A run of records
******************************

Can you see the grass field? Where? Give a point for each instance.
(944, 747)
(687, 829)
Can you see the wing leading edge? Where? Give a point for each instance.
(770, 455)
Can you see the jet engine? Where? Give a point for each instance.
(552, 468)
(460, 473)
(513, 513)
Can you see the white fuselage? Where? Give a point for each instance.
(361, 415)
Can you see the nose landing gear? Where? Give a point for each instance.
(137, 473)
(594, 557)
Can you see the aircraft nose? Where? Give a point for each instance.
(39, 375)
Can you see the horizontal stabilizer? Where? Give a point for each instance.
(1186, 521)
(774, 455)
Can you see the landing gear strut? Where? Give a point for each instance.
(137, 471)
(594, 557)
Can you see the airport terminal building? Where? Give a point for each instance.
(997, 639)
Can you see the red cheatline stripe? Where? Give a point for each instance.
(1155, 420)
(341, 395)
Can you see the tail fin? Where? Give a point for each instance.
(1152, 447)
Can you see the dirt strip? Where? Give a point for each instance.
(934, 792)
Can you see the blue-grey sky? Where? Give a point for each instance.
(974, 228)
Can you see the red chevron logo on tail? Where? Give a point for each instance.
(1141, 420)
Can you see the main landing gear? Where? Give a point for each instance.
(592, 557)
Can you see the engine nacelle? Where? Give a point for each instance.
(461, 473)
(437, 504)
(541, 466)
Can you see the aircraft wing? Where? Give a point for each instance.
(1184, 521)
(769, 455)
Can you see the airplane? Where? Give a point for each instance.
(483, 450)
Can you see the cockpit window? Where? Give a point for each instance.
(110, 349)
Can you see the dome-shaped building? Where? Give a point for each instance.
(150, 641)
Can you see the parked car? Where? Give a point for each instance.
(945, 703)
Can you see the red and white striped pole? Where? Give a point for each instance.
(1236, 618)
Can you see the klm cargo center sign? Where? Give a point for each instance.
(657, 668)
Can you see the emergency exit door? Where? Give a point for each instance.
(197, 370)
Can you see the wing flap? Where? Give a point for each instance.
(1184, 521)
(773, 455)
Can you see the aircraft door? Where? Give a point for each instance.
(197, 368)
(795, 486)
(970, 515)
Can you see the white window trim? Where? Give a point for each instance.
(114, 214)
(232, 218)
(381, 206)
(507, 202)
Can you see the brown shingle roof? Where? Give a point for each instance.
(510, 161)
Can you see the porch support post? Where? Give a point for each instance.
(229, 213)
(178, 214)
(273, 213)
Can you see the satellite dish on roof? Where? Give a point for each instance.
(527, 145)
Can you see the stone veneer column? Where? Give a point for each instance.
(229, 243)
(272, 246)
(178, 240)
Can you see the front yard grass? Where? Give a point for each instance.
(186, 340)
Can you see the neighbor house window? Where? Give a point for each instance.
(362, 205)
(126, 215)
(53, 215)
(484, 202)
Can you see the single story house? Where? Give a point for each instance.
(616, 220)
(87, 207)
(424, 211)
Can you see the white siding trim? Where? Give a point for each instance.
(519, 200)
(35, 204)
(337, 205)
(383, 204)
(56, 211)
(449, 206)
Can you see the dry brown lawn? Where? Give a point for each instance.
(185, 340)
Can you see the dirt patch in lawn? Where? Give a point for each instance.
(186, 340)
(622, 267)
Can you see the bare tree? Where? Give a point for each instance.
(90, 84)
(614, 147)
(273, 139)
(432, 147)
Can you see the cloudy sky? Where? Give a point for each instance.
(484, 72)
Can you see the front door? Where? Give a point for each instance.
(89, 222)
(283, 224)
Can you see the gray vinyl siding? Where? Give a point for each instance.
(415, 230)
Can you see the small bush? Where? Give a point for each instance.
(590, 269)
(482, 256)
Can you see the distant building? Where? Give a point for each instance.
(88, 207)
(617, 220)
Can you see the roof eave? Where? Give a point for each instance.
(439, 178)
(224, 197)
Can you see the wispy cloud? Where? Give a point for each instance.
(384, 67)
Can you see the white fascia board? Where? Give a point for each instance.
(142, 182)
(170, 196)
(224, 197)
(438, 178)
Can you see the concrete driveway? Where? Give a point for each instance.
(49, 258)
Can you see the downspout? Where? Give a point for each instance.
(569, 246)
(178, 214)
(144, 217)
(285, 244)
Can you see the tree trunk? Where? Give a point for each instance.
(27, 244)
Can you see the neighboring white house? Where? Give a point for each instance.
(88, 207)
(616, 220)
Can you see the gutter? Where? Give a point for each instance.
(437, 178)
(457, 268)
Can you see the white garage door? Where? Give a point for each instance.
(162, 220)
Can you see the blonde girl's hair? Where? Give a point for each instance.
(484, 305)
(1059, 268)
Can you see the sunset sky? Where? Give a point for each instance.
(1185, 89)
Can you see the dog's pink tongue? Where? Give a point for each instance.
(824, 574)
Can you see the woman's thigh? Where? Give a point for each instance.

******************************

WHAT THE EXERCISE ASKS
Output all preceding records character for character.

ANSWER TO THIS PROBLEM
Can you see the grass field? Where? Give a point for each instance.
(944, 747)
(687, 829)
Can you see the wing leading edge? Where? Give a point for each instance.
(770, 455)
Can you see the jet engine? Where? Give a point for each instance.
(552, 468)
(460, 473)
(513, 513)
Can you see the white fuselage? Where? Give a point for each instance.
(361, 415)
Can you see the nose landing gear? Where? Give a point for each instance.
(137, 473)
(594, 557)
Can you see the aircraft nose? Where? Give a point for each instance.
(39, 375)
Can you see the horizontal stabilizer? Where? Give a point for each instance.
(1186, 521)
(774, 455)
Can you see the landing gear strut? Where? Give a point for each instance.
(137, 471)
(594, 557)
Can you see the airport terminal building? Where? Give a point for each instance.
(997, 639)
Can you see the red cheatline stripe? Where? Give a point for each instance.
(1155, 420)
(341, 395)
Can you see the tail fin? Where? Give a point for each instance.
(1152, 447)
Can you see the dirt strip? Where? Give a point for each instance.
(934, 792)
Can you see the blue-grey sky? Where? Give a point for each instance.
(974, 228)
Can you see the red chevron logo on tail? Where? Give a point for each instance.
(1141, 420)
Can you see the main landing gear? Where? Give a point for each instance.
(592, 557)
Can you see the engine nacelle? Where? Give a point for each instance.
(461, 473)
(437, 504)
(541, 466)
Can you see the aircraft wing? Where? Give a point for each instance.
(1184, 521)
(769, 455)
Can you see the airplane? Where? Give a point for each instance.
(483, 450)
Can you see the cockpit window? Where? Give a point for each instance.
(110, 349)
Can you see the dome-shaped building? Where? Give a point for each instance.
(150, 641)
Can you see the parked car? Where? Give a point for each instance.
(945, 703)
Can you see the red and white striped pole? Where? Give a point for each instance.
(1236, 618)
Can you see the klm cargo center sign? Where? Give a point for each instance.
(657, 668)
Can you see the emergency exit door? Where? Give a point for each instance.
(197, 370)
Can you see the wing flap? Where? Give a point for each instance.
(1184, 521)
(773, 455)
Can you see the aircraft door? Where? Give a point for each instance.
(197, 368)
(795, 486)
(970, 515)
Can you see the white window trim? Where? Give a point for each instance.
(114, 214)
(232, 218)
(381, 206)
(507, 202)
Can you see the brown shingle roof? Where? Give a point for each instance.
(510, 161)
Can you see the porch support post? Where? Give a point for each instance.
(229, 213)
(178, 214)
(273, 213)
Can you see the satellite dish on roof? Where? Give a point for each instance.
(527, 145)
Can you see the stone veneer column? Where? Give a point for each instance.
(229, 243)
(272, 246)
(178, 240)
Can you see the front yard grass? Where? Give a point for each instance.
(186, 340)
Can you see the neighbor house window? Where? Give a point for each instance.
(362, 205)
(126, 215)
(53, 215)
(484, 202)
Can you see the single story house? Where? Give a point for each instance.
(616, 220)
(87, 207)
(424, 211)
Can you see the white siding trim? Where? Give a point for each instance.
(519, 200)
(35, 204)
(337, 205)
(383, 204)
(56, 211)
(449, 206)
Can you see the dry brown lawn? Where? Give a point for each instance.
(185, 340)
Can you see the dirt patch in lawn? Where? Give a point for each instance.
(186, 340)
(622, 267)
Can you see the bare tree? Where? Give a point for each instance.
(90, 84)
(614, 147)
(273, 139)
(432, 147)
Can you see the cloudy sky? Where? Give a point for each instance.
(484, 72)
Can you see the front door? Where? Give a point for each instance.
(89, 222)
(283, 224)
Can you see the gray vinyl siding? Where? Give a point for each instance.
(415, 230)
Can you see the small bush? Where? Give a point for each instance.
(590, 269)
(482, 256)
Can you see the distant building? Where? Give a point for each instance.
(88, 207)
(617, 220)
Can you see the roof eave? Where? Give a point for each instance.
(439, 178)
(224, 197)
Can you see the wispy cloud? Where? Give a point for each instance.
(384, 67)
Can you see the white fascia board? Where? Give a point for each instance.
(142, 182)
(170, 196)
(224, 197)
(438, 178)
Can you see the concrete driveway? Where? Give a point for each instance.
(49, 258)
Can you see the downspout? Where? Give a point for each instance.
(569, 246)
(178, 214)
(144, 217)
(285, 244)
Can you see the tree trunk? Where? Give a point for each instance.
(27, 244)
Can you see the neighboring white house? Where? Give a point for each instance.
(88, 207)
(616, 220)
Can you see the gutter? Where? Give a point for each instance.
(437, 178)
(457, 268)
Can you see the white garage door? Where? Give a point for each instance.
(162, 220)
Can you see the blonde girl's hair? Where? Give a point for each instance.
(484, 305)
(1059, 268)
Can you see the sunset sky? Where? Give a point for each instance.
(1185, 89)
Can you see the dog's pink tongue? Where? Give a point for each instance.
(824, 574)
Can you see the woman's thigh? Where? Give a point for each instance.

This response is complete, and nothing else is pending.